Friday, February 17, 2017

Cartels’ roots run deep in NM

By Mike Gallagher 
...You don’t have to look south across the border to see the Mexican drug cartels in operation. They are operating right next door.
Heroin rings and methamphetamine dealers with direct connections to international drug traffickers based in Mexico have operated out of stash houses in Albuquerque’s Northeast Heights, horse ranches in Valencia County, communities on the Navajo Nation and small towns a stone’s throw from the Mexican border.
And while we in New Mexico focus on drug-fueled property crimes such as auto theft and horrific violence such as the murders of 10-year-old Victoria Martens and Rio Rancho police officer Gregg “Nigel” Benner, our state is much more than a local market. It is a primary corridor for the cartels to ship drugs nationwide.
Federal law enforcement estimates the Sinaloa Cartel alone controls somewhere between 40 and 60 percent of illegal drugs used in the United States. It supplies dealers in cities and states including New York City, Chicago, Los Angeles, Phoenix, New England, New Jersey, Ohio, Pennsylvania and New Mexico.
The Juárez Cartel supplies heroin, methamphetamine, cocaine and marijuana dealers in North Carolina, Alabama, Oklahoma, Minnesota, New Mexico and parts of Texas.

————————

What to produce: Could you reproduce the full article on Mexican drug cartels operating in New Mexico, word for word from the dateline to the final sentence?

Dataset section:
————————

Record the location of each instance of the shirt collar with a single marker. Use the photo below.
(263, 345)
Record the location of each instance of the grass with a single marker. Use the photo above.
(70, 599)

————————

Response to this exercise:
Friday, February 17, 2017

Cartels’ roots run deep in NM

By Mike Gallagher 
...You don’t have to look south across the border to see the Mexican drug cartels in operation. They are operating right next door.
Heroin rings and methamphetamine dealers with direct connections to international drug traffickers based in Mexico have operated out of stash houses in Albuquerque’s Northeast Heights, horse ranches in Valencia County, communities on the Navajo Nation and small towns a stone’s throw from the Mexican border.
And while we in New Mexico focus on drug-fueled property crimes such as auto theft and horrific violence such as the murders of 10-year-old Victoria Martens and Rio Rancho police officer Gregg “Nigel” Benner, our state is much more than a local market. It is a primary corridor for the cartels to ship drugs nationwide.
Federal law enforcement estimates the Sinaloa Cartel alone controls somewhere between 40 and 60 percent of illegal drugs used in the United States. It supplies dealers in cities and states including New York City, Chicago, Los Angeles, Phoenix, New England, New Jersey, Ohio, Pennsylvania and New Mexico.
The Juárez Cartel supplies heroin, methamphetamine, cocaine and marijuana dealers in North Carolina, Alabama, Oklahoma, Minnesota, New Mexico and parts of Texas.